But individual members of those Committees are concerned, instead, to secure promotion for their favoured candidates; and the documentation, the list of publications, and the referees' reports are no more than a basis on which to solicit support from other members of the Committee. Of course, if you are not anyone's favoured candidate, if no member of the Committee has orchestrated your application, if no one speaks up for you in Committee, you do not get promoted.

If our promotions procedure is still so fraught with bias, what have the recent reforms achieved? Principally a major increase in regulations, bureaucracy, and paper work. There has also been a large increase in the number of promotions, but that owes nothing to changes in procedure. Functionally speaking, promotion is much as it always has been.

Until the recent reforms a candidate's name was put before the Faculty Promotions Committee by the candidate's Head of Department. Candidates who were not put forward in that way did not get promoted. It is now the responsibility of each teaching officer to apply for promotion personally, but those applications are still considered by the same Faculty Promotions Committee. If a candidate is not supported in Committee by his or her own Head of Department, other members of the Committee, who will know much less about that candidate, have no grounds for intervention. So, notwithstanding that any eligible teaching officer may now apply, it remains true that candidates who are not put forward by their Head of Department do not get promoted. The iniquity of the previous procedure was that a Head of Department's choice, whose name to put forward, was entirely unregulated. It still is. Functionally speaking, promotion is still today as it always has been; those candidates who do not have the endorsement of their Head of Department do not get promoted.

I have put these criticisms of promotion procedures in various ways at previous Discussions and the General Board has developed a habit of not responding. The existence of my contribution is acknowledged, of course, but that is all. On the absence of an appeal on substantive grounds (Reporter, 1998-99, pp. 171-2), the Board merely said, 'With regard to the points made by…Dr Laming…on the appeal procedure, the Board believe that this procedure has worked well.' (Reporter, 1998-99, p. 224). I dare say it has worked well in dealing with purely procedural defects; but that was not the point I made. It has not worked at all in dealing with substantive errors; the Board has seen to that. The Board's strategy in responding to criticism of its promotions procedure seems to be to make as brief a reply as it thinks it can get away with on the ground that, if it were to engage in debate on these issues, its position would rapidly become untenable.

On another occasion the Board replied, 'Since the Discussion the Regent House has decided, as the result of a ballot, how it wishes to proceed.'(Reporter, 1998-99, p. 466). That was all - so let us look at that ballot.

It needs to be understood that the promotion procedure is biased for everyone. For some people that bias is sufficient to keep them permanently from being promoted, but for others it hastens promotion, working in the opposite direction. So when it comes to a ballot:

(i) Those already promoted, who have benefited from a favourable bias in their Faculty Promotions Committee, will, most of them, think that the present arrangements are just fine.

(ii) And there will be others, not yet promoted, but who expect to benefit in due course, when it comes to Buggins's turn. They will, many of them, go along with existing procedures and, certainly, they will reason that overt protest now will jeopardize their chances of promotion later.

* * * * *

# WHAT TO WORK ON:
1. Reproduce the part of the promotions text starting at "But individual members" and ending at "you do not get promoted.".
2. List every Reporter citation given in the promotions text, including volume and page.

Image location labeling data

* * * * *

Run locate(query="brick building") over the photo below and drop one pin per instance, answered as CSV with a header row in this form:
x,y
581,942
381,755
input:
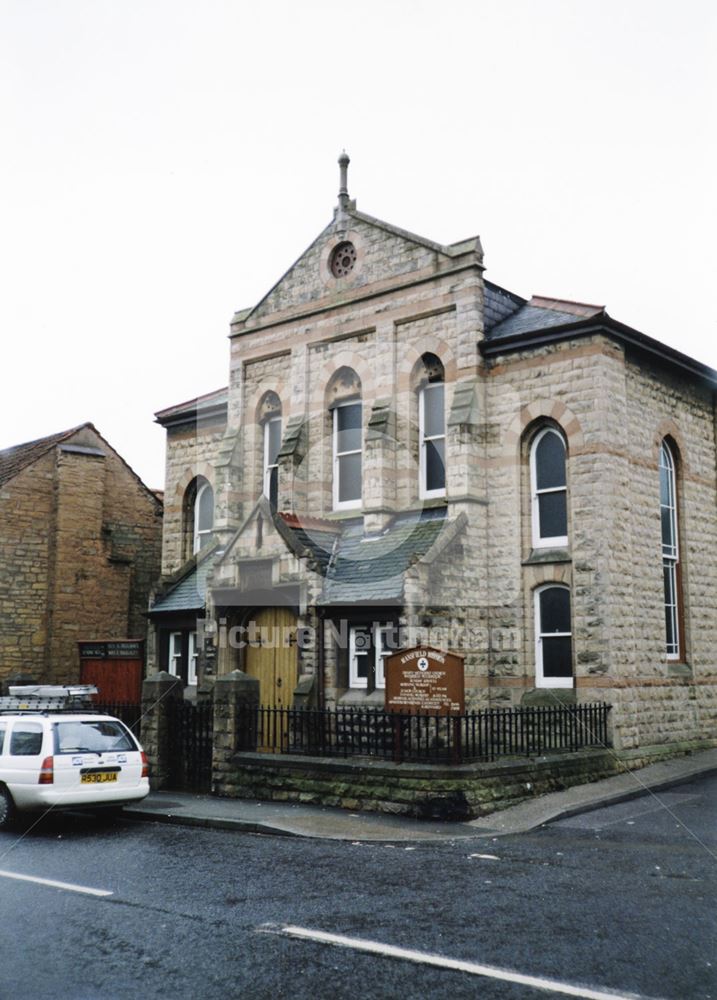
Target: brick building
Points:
x,y
80,544
409,453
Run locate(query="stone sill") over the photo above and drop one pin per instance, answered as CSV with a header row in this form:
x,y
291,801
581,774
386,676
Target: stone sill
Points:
x,y
675,669
538,556
366,766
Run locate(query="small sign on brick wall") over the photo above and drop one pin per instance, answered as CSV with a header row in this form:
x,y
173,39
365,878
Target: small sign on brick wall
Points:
x,y
426,681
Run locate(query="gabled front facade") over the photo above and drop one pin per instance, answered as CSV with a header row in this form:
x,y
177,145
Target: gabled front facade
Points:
x,y
407,453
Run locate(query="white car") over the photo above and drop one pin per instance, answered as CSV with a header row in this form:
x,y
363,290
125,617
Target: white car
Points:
x,y
67,760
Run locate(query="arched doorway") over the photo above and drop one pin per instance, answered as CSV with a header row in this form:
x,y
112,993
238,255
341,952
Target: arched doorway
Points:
x,y
272,656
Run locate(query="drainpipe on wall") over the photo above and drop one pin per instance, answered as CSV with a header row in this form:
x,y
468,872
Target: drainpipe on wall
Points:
x,y
322,699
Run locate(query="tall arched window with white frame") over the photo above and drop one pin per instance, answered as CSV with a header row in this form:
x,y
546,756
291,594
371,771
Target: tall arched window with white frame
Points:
x,y
553,637
347,448
432,432
670,553
203,516
549,489
272,445
430,379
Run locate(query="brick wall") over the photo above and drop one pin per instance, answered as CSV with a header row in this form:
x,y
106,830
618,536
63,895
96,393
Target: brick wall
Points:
x,y
80,540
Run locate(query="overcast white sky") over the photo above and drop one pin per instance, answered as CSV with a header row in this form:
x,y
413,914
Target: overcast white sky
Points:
x,y
165,161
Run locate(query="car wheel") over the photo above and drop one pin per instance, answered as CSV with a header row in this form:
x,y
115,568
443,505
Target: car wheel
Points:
x,y
7,808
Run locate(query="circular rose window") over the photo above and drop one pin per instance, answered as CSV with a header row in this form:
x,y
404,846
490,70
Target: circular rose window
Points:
x,y
343,259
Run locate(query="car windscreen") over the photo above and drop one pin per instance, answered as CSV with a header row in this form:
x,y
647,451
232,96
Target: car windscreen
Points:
x,y
91,736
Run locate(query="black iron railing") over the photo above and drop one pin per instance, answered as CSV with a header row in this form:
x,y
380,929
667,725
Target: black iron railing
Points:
x,y
475,736
191,736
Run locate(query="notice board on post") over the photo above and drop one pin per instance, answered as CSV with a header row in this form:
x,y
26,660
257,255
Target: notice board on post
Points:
x,y
116,668
425,681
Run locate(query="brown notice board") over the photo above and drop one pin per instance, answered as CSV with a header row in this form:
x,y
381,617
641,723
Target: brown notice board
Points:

* * * * *

# ANSWERS IN ORDER:
1.
But individual members of those Committees are concerned, instead, to secure promotion for their favoured candidates; and the documentation, the list of publications, and the referees' reports are no more than a basis on which to solicit support from other members of the Committee. Of course, if you are not anyone's favoured candidate, if no member of the Committee has orchestrated your application, if no one speaks up for you in Committee, you do not get promoted.

2.
Reporter, 1998-99, pp. 171-2
Reporter, 1998-99, p. 224
Reporter, 1998-99, p. 466